THE TASK: From the piece on aid to Africa below, extract the passage starting with "Dunbar Philantropy" and going on through "venture of NGO’s.", word for word.

Dunbar Philantropy

Apparently there is a drought in East Africa. I know this because the media dedicates a big chunk of time showing images of hungry African kids with sad expressions on their hollow-eyed little faces, followed by a plea to donate money to Giro 555, a Dutch joint venture of NGO’s.

Now I am mildly surprised, because as far as I knew we had already donated billions and billions of dollars to African countries. For instance, Ethiopia, a country afflicted by the current drought, has according to that source received 3.5 billion dollars of developmental aid in 2013 alone, of which 147 million dollars was allocated for water supply. In 1 year! With napkin math I reason that Ethiopians have in 10 years time received 1 billion dollars specifically to prepare for droughts. But fast-forward and today there is a massive drought which Ethiopia apparently stands helpless against. Send more money! You’da thunk development aid would have helped the Africans prepare for exactly the kind of drought they are experiencing right now, but apparently it has not.

This pattern of charity money not doing what it is supposed to is nothing new: even in progressive circles it is accepted as fact that African aid money might as well have been thrown into a black hole. On the surface it seems simple: something bad happens and good white people want to help. But our help does not work. We have an altruism industry working around the clock, but it is completely defective. What is up?

The problem is you can’t go around Dunbar’s number. People are evolutionary wired to care first and foremost about their tribe. This goes for the givers and the receivers of aid. I recall a story of a Doctor Without Borders who trained Africans in Western medicine for a year. When he returned some time later he discovered to his shock no one was using the Western medicine and his trainees were in fact referring the sick to the local Voodoo man. ‘This is how we do’ was the explanation offered, which is of course the same explanation offered shoulder-shruggingly by corrupt warlords who buy cocaine and golden AK47’s with money donated by UNICEF. This is how we do in our tribe.

On the aid giver’s end, our end, dead children on tv are sad because we imagine it happening to us and our tribe. But we lack the wiring to give anything but a superfluous shit about other people’s tribe. While the ad runs we are all sympathy but once the ad is over we simply forget because we have enough worries in our own life.

Stored data
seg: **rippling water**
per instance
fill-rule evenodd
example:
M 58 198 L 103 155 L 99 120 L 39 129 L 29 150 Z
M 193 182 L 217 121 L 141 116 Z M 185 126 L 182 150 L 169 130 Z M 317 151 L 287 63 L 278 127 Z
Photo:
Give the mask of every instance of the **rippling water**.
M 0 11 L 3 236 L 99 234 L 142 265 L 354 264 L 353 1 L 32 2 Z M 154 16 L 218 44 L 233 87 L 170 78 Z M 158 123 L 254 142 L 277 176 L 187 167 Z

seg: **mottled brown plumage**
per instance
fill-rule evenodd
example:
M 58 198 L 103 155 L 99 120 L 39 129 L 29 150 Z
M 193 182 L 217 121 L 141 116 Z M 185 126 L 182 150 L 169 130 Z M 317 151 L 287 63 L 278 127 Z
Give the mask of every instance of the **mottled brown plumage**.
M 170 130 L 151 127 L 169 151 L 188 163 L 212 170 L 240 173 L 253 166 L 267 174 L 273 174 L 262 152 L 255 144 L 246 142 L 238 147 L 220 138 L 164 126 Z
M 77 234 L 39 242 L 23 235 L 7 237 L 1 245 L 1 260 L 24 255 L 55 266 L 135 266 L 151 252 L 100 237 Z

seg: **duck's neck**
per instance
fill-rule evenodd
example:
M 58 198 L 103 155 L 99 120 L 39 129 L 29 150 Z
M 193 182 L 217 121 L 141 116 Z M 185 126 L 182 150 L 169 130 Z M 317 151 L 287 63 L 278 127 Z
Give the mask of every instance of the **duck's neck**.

RESULT FOR THIS TASK:
Dunbar Philantropy

Apparently there is a drought in East Africa. I know this because the media dedicates a big chunk of time showing images of hungry African kids with sad expressions on their hollow-eyed little faces, followed by a plea to donate money to Giro 555, a Dutch joint venture of NGO’s.